# DATA LISTING start

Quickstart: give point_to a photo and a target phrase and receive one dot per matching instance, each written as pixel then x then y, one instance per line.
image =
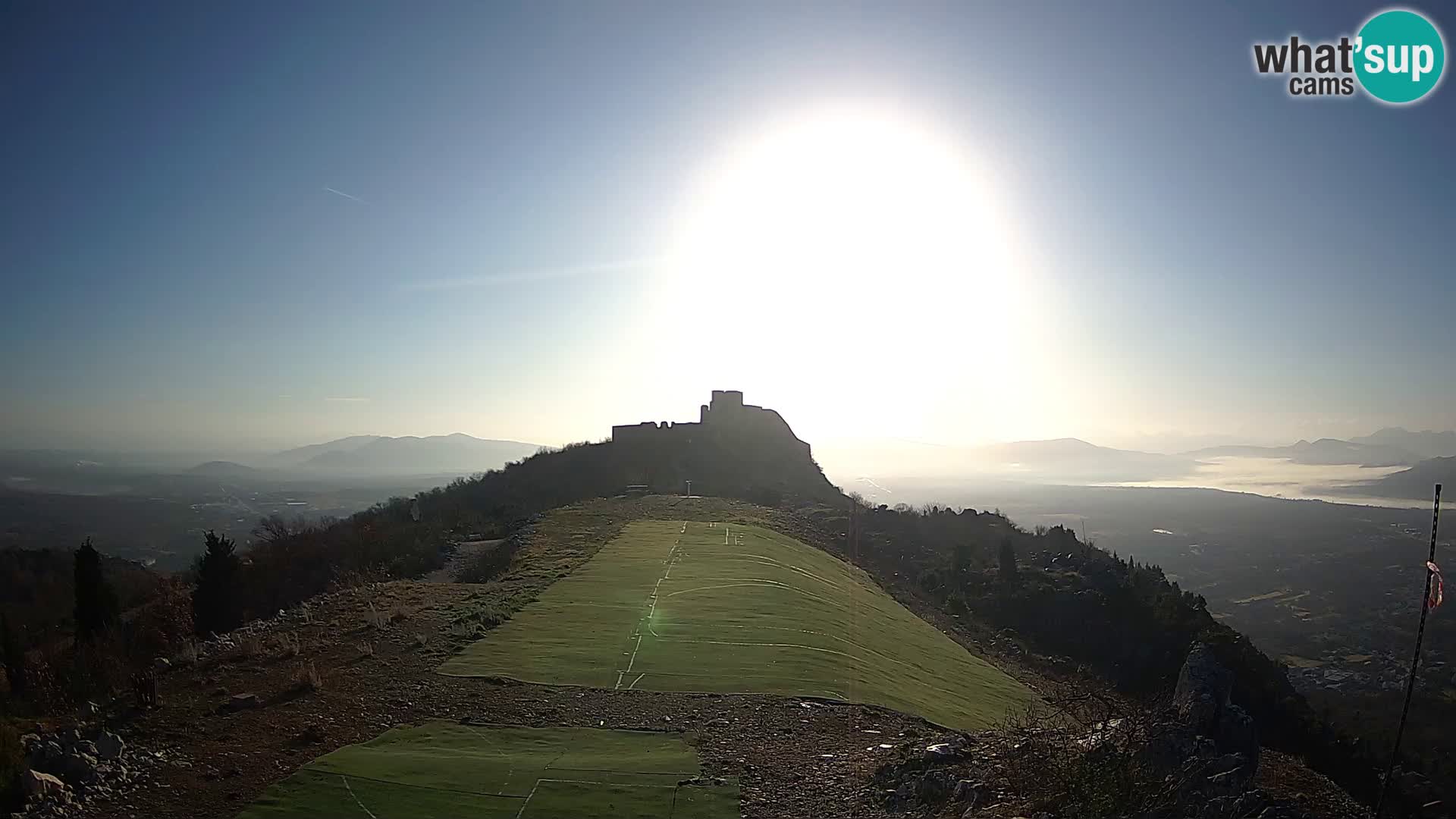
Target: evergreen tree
pixel 96 605
pixel 1008 561
pixel 215 607
pixel 14 657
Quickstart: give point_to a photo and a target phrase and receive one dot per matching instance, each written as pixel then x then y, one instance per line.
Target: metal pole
pixel 1416 659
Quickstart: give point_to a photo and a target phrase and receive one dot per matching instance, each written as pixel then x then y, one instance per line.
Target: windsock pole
pixel 1427 604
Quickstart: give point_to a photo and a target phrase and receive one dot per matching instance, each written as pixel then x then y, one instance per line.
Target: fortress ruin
pixel 726 416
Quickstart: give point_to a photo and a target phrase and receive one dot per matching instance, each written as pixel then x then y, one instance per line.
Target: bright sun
pixel 843 232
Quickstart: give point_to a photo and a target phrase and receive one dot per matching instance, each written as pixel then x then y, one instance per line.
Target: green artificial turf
pixel 447 770
pixel 728 608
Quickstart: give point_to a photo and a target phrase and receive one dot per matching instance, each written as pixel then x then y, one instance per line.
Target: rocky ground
pixel 243 711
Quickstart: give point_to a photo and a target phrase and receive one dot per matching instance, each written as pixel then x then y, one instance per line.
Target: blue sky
pixel 259 224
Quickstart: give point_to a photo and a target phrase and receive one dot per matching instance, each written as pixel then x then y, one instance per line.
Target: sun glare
pixel 845 234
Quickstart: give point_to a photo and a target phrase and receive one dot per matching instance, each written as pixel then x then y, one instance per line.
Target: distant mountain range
pixel 1078 461
pixel 1421 445
pixel 221 469
pixel 1324 452
pixel 1416 483
pixel 376 453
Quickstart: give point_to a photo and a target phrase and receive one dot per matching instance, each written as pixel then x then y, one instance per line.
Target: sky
pixel 261 224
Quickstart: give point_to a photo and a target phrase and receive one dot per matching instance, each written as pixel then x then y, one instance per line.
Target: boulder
pixel 934 786
pixel 1203 689
pixel 1201 700
pixel 39 786
pixel 109 745
pixel 79 768
pixel 242 703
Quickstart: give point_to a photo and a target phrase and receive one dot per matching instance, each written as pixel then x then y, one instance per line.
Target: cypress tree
pixel 14 656
pixel 96 605
pixel 215 604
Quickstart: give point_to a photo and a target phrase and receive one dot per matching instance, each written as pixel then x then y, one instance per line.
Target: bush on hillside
pixel 96 605
pixel 215 608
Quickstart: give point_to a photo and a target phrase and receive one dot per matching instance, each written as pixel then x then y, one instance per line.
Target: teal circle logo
pixel 1400 55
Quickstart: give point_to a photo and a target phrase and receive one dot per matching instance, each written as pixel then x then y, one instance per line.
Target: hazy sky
pixel 268 223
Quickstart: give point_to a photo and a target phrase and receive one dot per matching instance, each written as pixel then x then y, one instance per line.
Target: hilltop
pixel 1043 607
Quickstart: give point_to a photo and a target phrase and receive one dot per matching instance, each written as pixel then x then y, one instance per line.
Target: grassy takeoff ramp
pixel 739 610
pixel 446 770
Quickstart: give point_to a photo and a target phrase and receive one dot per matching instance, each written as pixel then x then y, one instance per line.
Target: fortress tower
pixel 724 416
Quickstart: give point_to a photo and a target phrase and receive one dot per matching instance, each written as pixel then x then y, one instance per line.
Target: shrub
pixel 12 761
pixel 96 607
pixel 215 608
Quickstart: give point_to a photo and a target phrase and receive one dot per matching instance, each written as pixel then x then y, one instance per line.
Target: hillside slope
pixel 737 610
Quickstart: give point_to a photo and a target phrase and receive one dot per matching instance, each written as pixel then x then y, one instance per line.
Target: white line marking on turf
pixel 356 798
pixel 672 560
pixel 529 799
pixel 613 784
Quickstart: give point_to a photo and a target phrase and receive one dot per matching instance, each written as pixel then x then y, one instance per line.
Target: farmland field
pixel 447 770
pixel 739 610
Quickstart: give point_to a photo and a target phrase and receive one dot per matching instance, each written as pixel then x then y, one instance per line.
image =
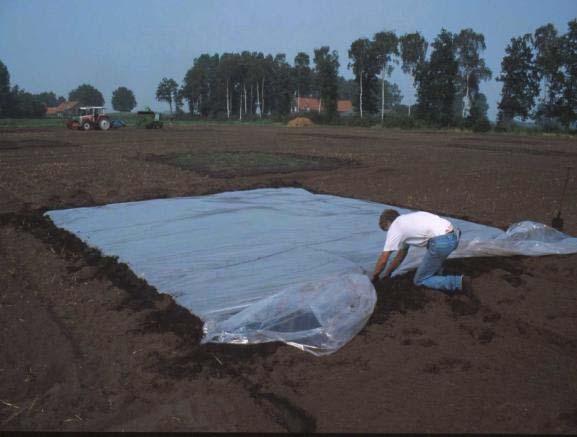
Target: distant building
pixel 307 104
pixel 65 109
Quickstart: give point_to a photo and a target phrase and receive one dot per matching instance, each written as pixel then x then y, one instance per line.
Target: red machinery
pixel 90 117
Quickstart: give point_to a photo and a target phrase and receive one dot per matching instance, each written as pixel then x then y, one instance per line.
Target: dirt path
pixel 88 346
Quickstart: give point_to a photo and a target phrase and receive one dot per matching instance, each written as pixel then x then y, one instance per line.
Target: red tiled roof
pixel 344 106
pixel 312 104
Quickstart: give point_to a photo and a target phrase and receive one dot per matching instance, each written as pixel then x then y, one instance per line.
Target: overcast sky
pixel 56 45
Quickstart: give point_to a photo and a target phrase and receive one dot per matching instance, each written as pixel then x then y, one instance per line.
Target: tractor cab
pixel 90 117
pixel 94 111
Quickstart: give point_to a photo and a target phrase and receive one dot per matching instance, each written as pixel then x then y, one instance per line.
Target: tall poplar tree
pixel 520 81
pixel 326 70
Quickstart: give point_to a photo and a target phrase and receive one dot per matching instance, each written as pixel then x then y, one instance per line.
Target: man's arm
pixel 396 262
pixel 381 263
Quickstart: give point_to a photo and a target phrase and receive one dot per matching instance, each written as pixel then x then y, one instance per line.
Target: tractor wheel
pixel 104 124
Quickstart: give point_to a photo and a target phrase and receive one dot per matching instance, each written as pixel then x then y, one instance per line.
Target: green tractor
pixel 149 120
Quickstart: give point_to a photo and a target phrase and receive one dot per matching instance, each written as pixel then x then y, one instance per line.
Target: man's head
pixel 387 218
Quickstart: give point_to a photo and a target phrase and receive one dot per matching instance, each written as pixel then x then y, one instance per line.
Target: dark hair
pixel 388 216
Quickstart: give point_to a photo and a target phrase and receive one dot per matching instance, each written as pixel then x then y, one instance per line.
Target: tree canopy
pixel 123 99
pixel 167 91
pixel 86 95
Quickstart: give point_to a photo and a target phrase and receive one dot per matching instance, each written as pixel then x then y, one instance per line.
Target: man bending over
pixel 422 229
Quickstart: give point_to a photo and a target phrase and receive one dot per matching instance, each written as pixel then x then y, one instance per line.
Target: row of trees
pixel 122 98
pixel 16 102
pixel 539 75
pixel 252 84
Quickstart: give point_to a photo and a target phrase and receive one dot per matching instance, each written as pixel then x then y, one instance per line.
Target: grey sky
pixel 57 45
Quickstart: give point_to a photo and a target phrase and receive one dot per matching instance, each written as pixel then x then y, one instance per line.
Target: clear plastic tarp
pixel 274 264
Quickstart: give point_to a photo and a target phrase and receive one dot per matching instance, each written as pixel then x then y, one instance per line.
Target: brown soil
pixel 87 346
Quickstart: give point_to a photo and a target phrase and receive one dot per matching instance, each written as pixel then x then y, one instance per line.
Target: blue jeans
pixel 428 273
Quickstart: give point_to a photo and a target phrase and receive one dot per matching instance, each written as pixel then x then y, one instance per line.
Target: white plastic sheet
pixel 273 264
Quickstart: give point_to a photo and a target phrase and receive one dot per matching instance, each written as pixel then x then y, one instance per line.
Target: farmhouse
pixel 64 109
pixel 307 104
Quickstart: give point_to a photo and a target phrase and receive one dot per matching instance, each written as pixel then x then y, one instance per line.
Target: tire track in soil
pixel 173 318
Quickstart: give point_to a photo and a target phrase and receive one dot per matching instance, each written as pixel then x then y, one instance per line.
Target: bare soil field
pixel 87 346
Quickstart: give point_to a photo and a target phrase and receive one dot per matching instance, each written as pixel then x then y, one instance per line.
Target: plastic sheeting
pixel 274 264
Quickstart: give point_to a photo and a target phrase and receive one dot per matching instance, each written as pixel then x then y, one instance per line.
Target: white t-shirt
pixel 415 229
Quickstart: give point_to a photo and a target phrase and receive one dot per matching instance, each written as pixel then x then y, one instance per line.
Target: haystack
pixel 300 122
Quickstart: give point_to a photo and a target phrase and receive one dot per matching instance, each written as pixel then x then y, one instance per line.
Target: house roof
pixel 344 106
pixel 64 106
pixel 313 104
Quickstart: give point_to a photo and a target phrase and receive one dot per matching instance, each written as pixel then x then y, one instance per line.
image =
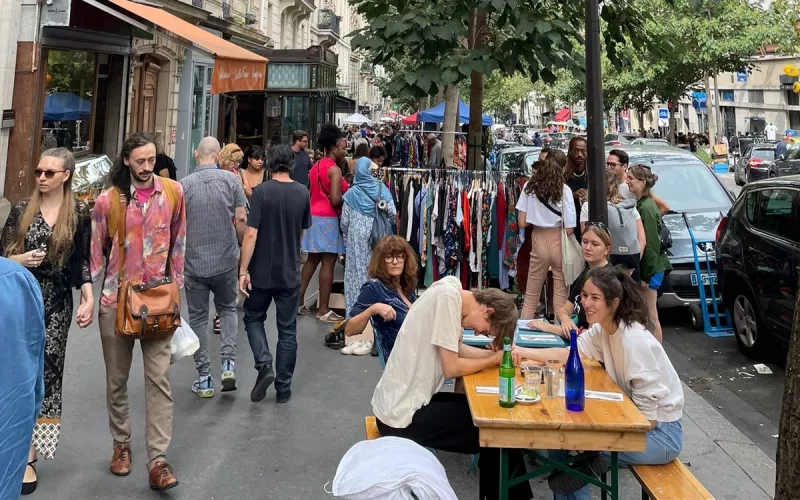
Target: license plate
pixel 704 278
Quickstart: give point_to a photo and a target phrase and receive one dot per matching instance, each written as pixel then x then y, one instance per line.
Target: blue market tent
pixel 65 106
pixel 436 114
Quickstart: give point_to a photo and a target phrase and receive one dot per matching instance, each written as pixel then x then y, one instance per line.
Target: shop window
pixel 69 100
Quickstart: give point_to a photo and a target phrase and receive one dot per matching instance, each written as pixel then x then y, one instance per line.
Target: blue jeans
pixel 255 314
pixel 664 444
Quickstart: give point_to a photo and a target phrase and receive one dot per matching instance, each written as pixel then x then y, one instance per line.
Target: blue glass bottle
pixel 574 392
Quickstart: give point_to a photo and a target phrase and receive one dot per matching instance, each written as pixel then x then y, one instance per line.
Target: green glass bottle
pixel 506 385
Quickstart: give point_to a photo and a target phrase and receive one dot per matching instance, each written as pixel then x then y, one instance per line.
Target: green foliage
pixel 533 38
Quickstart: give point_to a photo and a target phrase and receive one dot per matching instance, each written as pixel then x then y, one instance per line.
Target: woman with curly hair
pixel 323 240
pixel 544 203
pixel 388 294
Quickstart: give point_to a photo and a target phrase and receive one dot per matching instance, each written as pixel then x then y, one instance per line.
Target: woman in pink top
pixel 323 240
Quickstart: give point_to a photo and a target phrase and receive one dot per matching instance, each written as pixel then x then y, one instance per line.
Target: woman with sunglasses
pixel 596 246
pixel 387 296
pixel 50 234
pixel 654 264
pixel 323 240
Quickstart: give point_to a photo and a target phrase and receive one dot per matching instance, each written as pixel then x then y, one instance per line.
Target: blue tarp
pixel 436 114
pixel 67 107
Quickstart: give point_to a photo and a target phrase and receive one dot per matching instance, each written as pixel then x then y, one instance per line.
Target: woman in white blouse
pixel 543 203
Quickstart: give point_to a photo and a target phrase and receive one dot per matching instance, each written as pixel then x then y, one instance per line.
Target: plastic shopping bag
pixel 184 342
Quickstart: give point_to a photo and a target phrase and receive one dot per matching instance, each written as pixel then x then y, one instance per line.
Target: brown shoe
pixel 121 461
pixel 162 477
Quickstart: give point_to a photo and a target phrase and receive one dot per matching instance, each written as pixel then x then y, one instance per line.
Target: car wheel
pixel 750 335
pixel 696 318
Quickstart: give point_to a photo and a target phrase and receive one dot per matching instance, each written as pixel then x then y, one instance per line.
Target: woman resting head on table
pixel 389 293
pixel 596 246
pixel 634 359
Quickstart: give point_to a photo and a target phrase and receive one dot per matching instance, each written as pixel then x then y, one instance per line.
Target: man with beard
pixel 575 175
pixel 151 219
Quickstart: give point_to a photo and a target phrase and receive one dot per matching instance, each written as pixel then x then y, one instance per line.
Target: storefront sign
pixel 56 12
pixel 237 76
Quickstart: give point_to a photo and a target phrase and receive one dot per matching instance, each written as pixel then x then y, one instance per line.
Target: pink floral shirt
pixel 149 228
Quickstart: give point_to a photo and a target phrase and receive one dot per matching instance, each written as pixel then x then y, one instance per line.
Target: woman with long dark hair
pixel 323 240
pixel 546 204
pixel 50 234
pixel 615 307
pixel 654 264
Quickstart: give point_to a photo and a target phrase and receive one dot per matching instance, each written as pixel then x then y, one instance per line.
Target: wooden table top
pixel 552 414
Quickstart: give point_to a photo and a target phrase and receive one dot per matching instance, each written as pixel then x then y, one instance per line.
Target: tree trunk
pixel 450 123
pixel 787 481
pixel 477 40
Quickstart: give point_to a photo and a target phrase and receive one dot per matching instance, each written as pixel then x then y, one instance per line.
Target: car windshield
pixel 689 187
pixel 764 154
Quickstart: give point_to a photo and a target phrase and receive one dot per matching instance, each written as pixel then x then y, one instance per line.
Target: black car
pixel 758 251
pixel 754 163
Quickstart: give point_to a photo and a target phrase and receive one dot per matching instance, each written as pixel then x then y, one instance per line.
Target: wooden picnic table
pixel 607 426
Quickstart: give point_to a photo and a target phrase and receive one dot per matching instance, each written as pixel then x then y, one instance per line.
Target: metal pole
pixel 595 160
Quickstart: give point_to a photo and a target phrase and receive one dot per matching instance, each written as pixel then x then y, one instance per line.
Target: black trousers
pixel 446 424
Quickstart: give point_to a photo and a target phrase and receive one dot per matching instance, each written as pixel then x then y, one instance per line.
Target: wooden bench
pixel 672 481
pixel 371 428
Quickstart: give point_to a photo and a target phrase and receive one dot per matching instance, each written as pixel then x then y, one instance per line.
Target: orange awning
pixel 235 68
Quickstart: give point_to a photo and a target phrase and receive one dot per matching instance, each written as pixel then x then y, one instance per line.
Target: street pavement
pixel 230 448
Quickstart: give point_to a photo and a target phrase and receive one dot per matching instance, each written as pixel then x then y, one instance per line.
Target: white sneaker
pixel 348 349
pixel 364 349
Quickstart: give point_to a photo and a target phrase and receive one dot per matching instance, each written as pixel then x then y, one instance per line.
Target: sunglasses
pixel 49 174
pixel 599 225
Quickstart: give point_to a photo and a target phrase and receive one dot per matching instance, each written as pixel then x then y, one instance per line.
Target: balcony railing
pixel 328 20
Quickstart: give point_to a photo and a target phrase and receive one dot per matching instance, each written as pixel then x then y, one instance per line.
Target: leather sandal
pixel 28 488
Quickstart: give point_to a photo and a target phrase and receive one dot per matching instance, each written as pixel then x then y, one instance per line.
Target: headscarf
pixel 230 153
pixel 366 189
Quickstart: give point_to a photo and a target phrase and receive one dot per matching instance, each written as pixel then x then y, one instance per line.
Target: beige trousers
pixel 545 254
pixel 118 354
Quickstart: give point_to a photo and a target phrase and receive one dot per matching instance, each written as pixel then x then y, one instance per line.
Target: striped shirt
pixel 212 197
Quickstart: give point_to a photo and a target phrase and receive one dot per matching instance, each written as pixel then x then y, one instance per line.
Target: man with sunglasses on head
pixel 618 162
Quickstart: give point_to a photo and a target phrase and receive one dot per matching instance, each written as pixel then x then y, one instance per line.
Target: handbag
pixel 381 227
pixel 572 258
pixel 146 311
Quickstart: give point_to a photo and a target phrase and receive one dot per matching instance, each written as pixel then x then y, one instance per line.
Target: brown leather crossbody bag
pixel 146 311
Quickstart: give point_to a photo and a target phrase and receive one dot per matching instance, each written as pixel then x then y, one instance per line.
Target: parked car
pixel 689 187
pixel 616 139
pixel 754 163
pixel 758 250
pixel 643 141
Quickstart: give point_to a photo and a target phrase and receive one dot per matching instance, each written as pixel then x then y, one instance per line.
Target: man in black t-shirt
pixel 576 175
pixel 280 211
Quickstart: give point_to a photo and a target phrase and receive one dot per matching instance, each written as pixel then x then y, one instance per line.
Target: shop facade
pixel 300 94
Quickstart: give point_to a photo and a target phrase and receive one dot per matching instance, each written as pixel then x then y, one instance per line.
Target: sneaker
pixel 563 484
pixel 348 349
pixel 228 377
pixel 204 387
pixel 363 349
pixel 265 378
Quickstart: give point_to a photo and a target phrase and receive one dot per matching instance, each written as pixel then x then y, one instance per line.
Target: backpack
pixel 167 186
pixel 622 226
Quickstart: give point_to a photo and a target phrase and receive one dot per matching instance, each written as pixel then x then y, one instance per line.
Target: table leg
pixel 504 479
pixel 614 475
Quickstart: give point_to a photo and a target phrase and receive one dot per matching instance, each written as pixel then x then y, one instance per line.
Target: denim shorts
pixel 655 281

# DATA LISTING end

*THE PROBLEM:* Please gather each line in the listing above that contains the word "hair". Case counts.

*EXERCISE RESPONSE:*
Target: dark hair
Target: woman with curly hair
Target: woman with long dark hair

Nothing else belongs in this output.